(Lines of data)

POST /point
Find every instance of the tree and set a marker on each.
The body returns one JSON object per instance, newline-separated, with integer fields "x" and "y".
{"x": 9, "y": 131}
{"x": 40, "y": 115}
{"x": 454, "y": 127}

— Exercise —
Can you print all of the lines above again, character for character?

— Response to the task —
POST /point
Find every instance of the tree and set a marker on each.
The body returns one JSON object per instance, newline-separated, with integer fields "x" and "y".
{"x": 9, "y": 131}
{"x": 40, "y": 115}
{"x": 454, "y": 127}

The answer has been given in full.